## WORK TO DO
Format the lines below as a Markdown table with the columns "No." and "Line", numbering each row and omitting any blank lines.

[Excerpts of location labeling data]
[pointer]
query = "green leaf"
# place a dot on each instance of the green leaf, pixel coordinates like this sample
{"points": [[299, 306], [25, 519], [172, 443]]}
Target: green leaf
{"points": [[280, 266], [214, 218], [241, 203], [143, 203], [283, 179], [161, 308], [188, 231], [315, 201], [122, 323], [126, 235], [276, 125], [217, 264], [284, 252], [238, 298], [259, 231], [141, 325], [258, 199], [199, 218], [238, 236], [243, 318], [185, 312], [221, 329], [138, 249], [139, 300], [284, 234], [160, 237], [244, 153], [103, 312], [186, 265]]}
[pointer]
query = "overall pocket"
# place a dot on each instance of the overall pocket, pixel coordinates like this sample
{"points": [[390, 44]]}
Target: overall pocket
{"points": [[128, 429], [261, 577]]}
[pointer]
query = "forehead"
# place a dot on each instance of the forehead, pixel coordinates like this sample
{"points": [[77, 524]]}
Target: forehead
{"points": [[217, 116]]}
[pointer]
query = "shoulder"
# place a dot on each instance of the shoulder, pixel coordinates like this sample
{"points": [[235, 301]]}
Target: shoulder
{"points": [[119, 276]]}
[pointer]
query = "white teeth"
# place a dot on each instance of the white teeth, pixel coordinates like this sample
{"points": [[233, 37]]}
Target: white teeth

## WRITTEN RESPONSE
| No. | Line |
|---|---|
| 1 | [pointer] |
| 2 | query = "green leaf" |
| 3 | # place a dot on each instance of the green leaf, pixel coordinates like this sample |
| 4 | {"points": [[299, 306], [25, 519], [172, 443]]} |
| 5 | Target: green leaf |
| 6 | {"points": [[280, 266], [214, 218], [241, 203], [143, 203], [283, 179], [161, 308], [188, 231], [315, 201], [122, 323], [126, 235], [276, 125], [217, 264], [284, 252], [238, 298], [259, 231], [141, 325], [258, 199], [199, 218], [238, 236], [243, 318], [185, 312], [221, 329], [138, 249], [139, 300], [284, 234], [160, 237], [244, 153], [103, 312], [186, 265]]} |
| 7 | [pointer] |
| 8 | query = "overall pocket" |
| 9 | # place a dot on each instance of the overall pocket, pixel coordinates like this sample |
| 10 | {"points": [[390, 44]]} |
| 11 | Target: overall pocket |
| 12 | {"points": [[128, 429], [261, 577]]} |
| 13 | [pointer] |
| 14 | query = "forehead" |
| 15 | # place a dot on each instance of the forehead, pixel coordinates like this sample |
| 16 | {"points": [[77, 524]]} |
| 17 | Target: forehead |
| 18 | {"points": [[217, 116]]} |
| 19 | [pointer] |
| 20 | query = "shoulder" |
| 21 | # place a dot on each instance of the shoulder, pixel coordinates like this sample |
| 22 | {"points": [[235, 301]]} |
| 23 | Target: shoulder |
| 24 | {"points": [[119, 276]]} |
| 25 | [pointer] |
| 26 | query = "white teeth" |
| 27 | # place a dot on each instance of the white teeth, pixel coordinates like this sample |
| 28 | {"points": [[233, 37]]} |
| 29 | Target: white teeth |